My faves are laundry products, personal grooming (shampoo, toothpaste, skin care, etc.) and cat food, actually.  I only request samples for things I will actually use. Toiletries go in a bin in the bathroom that I raid for travel or my gym bag — no need to buy new travel sized items! And running a load or two of laundry with “free” detergent can’t be beat.

While the savings to my household budget may not be huge — the pennies add up.

But honestly, I get a big kick out of coming home to sample boxes in my mail. Buying a lot of products (books, movies, gadgets, etc.) used to fulfill that same need — but now I get it met with freebies!

First of all — apologies to my 1 or 2 regular readers (ha!) who I’m sure have all but abandoned this blog. I don’t blame ya’. I mean — where the hell have I been? Here’s the scoop — I spent two weeks in April in California helping with a sick family member. I literally flew out in one day and headed straight to the hospital.

Things are all well now, thankfully, but with my lacking emergency fund and resources, I did find I had to charge some of these things. I’m glad I was able to be there for my family and that is the most important thing, but I admit to some depression after the fact for sliding further down the debt wormhole.

It’s taken me over a month to face that I need to deal with my financial life. Bills have been getting paid, but I haven’t brought any focus to my money. No question — I’ve been overspending.  But I’m getting myself back on track. Here’s a few things I’m doing this week:  

  • Blogging again!
  • Tallying up the debt totals and refocusing on the goal, no matter what the number
  • Organizing my home office — I know I use clutter to hide and not deal with what is in front of me
  • Making money!  I’ll be serving beer Friday and Saturday night at a local hog rally and hope to bring in at least $200 in cash to give myself a boost.

It feels good to be back.

I’ve had a family emergency that is taking me out of state for an undetermined amount of time. This blog will be on hiatus until my return.

My good friend, Fey, posed a few questions and ideas in her comment on my previous post about saving for an emergency fund that I wanted to highlight and talk through a little of my decision-making process on this. I’m happy to have suggestions like this and open this blog up to more back and forth. 

 Its good you are saving for your emergency fund. But unless your credit card debt is on a 0% interest card, wouldn’t it be better to pay off high-interest credit cards first before starting an emergency fund?

> _Information given_:
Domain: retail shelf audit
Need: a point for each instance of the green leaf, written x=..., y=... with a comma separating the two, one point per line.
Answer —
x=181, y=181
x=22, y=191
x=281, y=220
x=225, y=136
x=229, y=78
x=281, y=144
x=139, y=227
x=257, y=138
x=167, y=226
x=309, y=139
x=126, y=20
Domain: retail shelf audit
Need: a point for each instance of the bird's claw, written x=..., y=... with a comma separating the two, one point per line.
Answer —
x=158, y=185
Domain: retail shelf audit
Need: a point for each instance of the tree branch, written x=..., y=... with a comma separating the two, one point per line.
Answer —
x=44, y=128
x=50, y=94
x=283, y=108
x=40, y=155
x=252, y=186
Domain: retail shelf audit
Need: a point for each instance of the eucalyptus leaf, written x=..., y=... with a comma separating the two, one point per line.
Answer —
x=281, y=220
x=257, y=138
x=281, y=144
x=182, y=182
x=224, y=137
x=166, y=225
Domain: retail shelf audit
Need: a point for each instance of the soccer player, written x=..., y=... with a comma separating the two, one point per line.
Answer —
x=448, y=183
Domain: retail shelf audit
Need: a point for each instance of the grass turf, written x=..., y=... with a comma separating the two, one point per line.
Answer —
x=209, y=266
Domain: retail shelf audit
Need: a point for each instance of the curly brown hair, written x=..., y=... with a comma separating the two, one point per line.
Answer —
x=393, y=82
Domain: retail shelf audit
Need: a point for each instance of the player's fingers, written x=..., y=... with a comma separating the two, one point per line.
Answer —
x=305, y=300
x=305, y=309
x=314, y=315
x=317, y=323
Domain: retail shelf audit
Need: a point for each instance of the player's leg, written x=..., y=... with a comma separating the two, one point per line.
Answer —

> _Work instruction_:
Extend the blog text about debt and savings, continuing after the comment that ends "before starting an emergency fund?" The data has nothing to do with the blog text.

> _Written answer_:
Example: If your savings was earning 5% APR while your credit cards are charging you 15% then that would be 10% you are loosing dollar for dollar that’s sitting in your savings account……

I totally agree with you, here, that the key is paying off the high interest card debt. But without the emergency fund to tap in to when the car inevitably needs a new timing belt or I need to call the plumber out to unclog a drain I can’t manage — I’m afraid of resorting back to those cards to cover these emergencies.

While keeping $1000 in a savings account that doesn’t earn nearly enough in comparison to the interest charged on that $1000 of debt that could be paid off sooner may not be the most aggressive debt reduction strategy — I think for me the psychology and feeling of being covered in an emergency outweighs the cost of the extra $$ I’ll be paying on that $1000 of debt.

For xmas have you thought of a secret santa gift exchange between the adults? I know you have lots of family members…And for the kids (mine and everyone elses) I write up a budget and decided how much money I will spend on each one. Then I start shopping in September and pick up things here and there with my spare money grocery money. By the time Thanksgiving rolls around I am done.

Great suggestions! I’ve also been keeping a budget over the last few years. I’ve really cut the number of “extra” people outside of my family down to few and we do focus primarily on the younger kids. Last year, my siblings and I decided to limit ourselves to $10 each, too, so we still have the fun of exchanging presents but without hitting our pocketbooks too hard. I was pleased too at how creative we all did get within that small amount.